__Set problem__.
Write out all of the items again with every "marker" replaced by "pin" and nothing else changed. Leave the pictures out.

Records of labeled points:
******
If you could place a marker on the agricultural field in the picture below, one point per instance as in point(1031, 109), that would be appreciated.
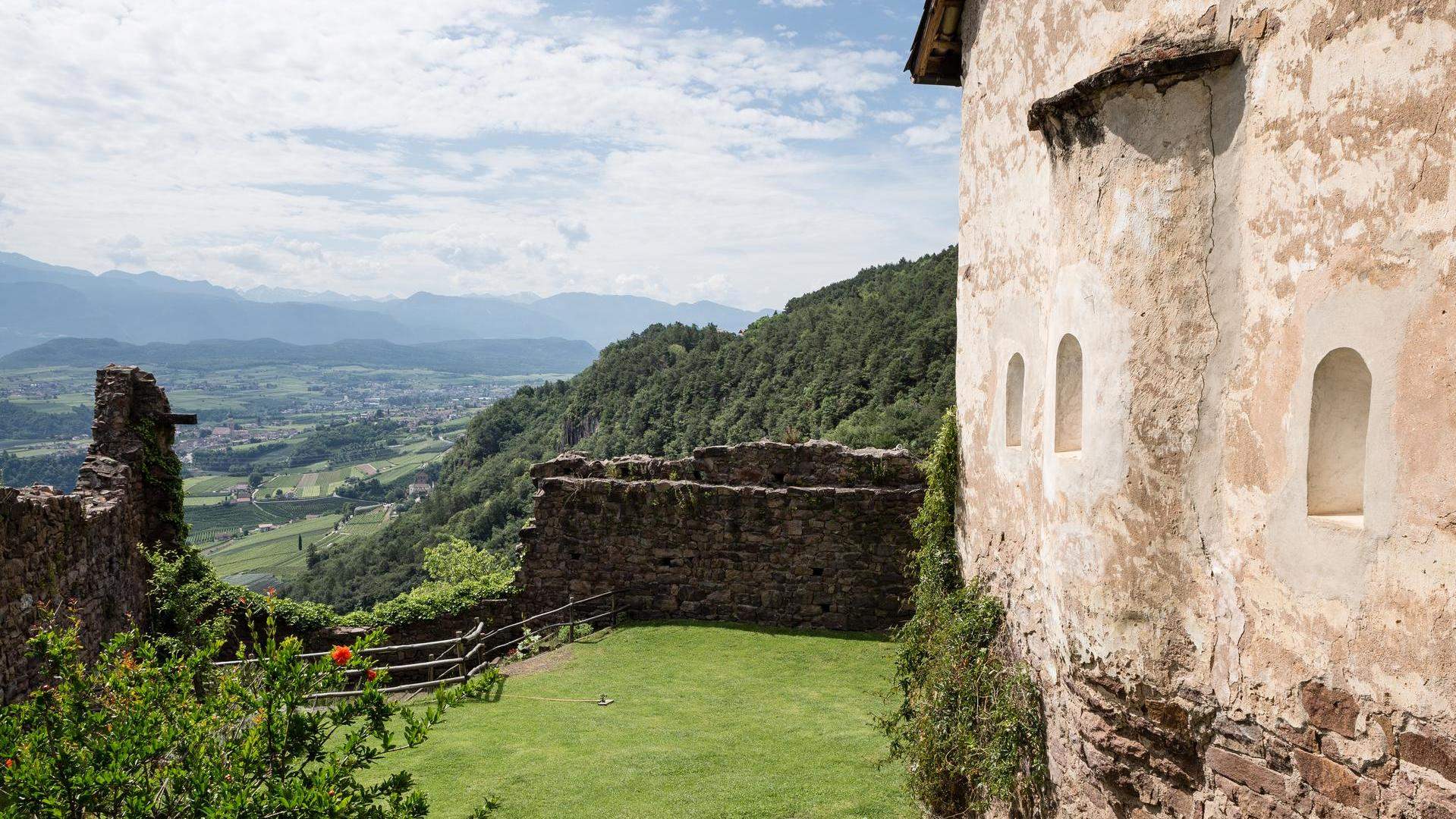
point(281, 553)
point(360, 524)
point(313, 440)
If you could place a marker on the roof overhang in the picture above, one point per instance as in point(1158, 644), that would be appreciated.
point(935, 57)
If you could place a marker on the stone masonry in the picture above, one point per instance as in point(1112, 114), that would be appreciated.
point(80, 551)
point(1204, 372)
point(804, 535)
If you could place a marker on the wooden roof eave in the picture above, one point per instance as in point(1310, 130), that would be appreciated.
point(935, 57)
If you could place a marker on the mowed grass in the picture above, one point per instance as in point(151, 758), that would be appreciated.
point(709, 720)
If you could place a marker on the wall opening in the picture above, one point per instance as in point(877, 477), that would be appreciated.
point(1068, 431)
point(1338, 427)
point(1015, 394)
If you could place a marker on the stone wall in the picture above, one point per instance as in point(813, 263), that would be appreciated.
point(811, 534)
point(80, 551)
point(1212, 199)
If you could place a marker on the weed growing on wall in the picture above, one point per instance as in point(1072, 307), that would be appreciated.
point(142, 733)
point(969, 723)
******
__Solution__.
If you could place a pin on the agricultural field in the picture below, one point per instance as in point(1031, 109), that would be appreciated.
point(281, 553)
point(360, 524)
point(313, 440)
If you could place a pin on the roof overhang in the picture above, one point per instance as in point(1158, 644), that would be appreciated.
point(935, 57)
If you could place a pin on the stone masonry in the picture above, one point per instance as in point(1112, 114), that would be appreciated.
point(80, 551)
point(1204, 372)
point(804, 535)
If you could place a pin on the wooden roof eave in the picture above, one point per instance as in point(1310, 130), that would be appreciated.
point(935, 57)
If you could place a pin on the mowed grass in the picture above, one point per instance as in point(151, 758), that would be appreciated.
point(709, 720)
If you could place a pin on the wall opening in the picture above, one point per instance as in point(877, 477), that would be appreciated.
point(1068, 431)
point(1338, 427)
point(1015, 394)
If you could place a pin on the stone wall in the picture above, one point per instance as in point(813, 263), that would be appreciated.
point(811, 534)
point(80, 551)
point(1212, 199)
If you could place a pin on the weed growing on wall in the picture above, one point per instance as in point(1072, 307), that would be appreciated.
point(142, 733)
point(969, 723)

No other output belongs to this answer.